### What the task asks
Copy the lines below word for word, and leave the pictures out of your copy.

◇ ◇ ◇ ◇ ◇

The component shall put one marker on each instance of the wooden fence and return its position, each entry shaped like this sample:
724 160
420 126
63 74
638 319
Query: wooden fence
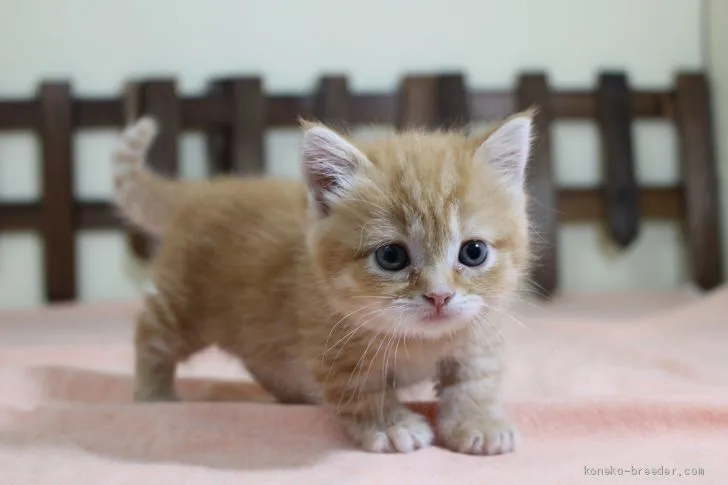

◇ ◇ ◇ ◇ ◇

### Final result
The component shall put one marker on each instance of the wooden fence and return its position, each entry shaped like this sample:
724 160
420 126
63 74
638 319
Query: wooden fence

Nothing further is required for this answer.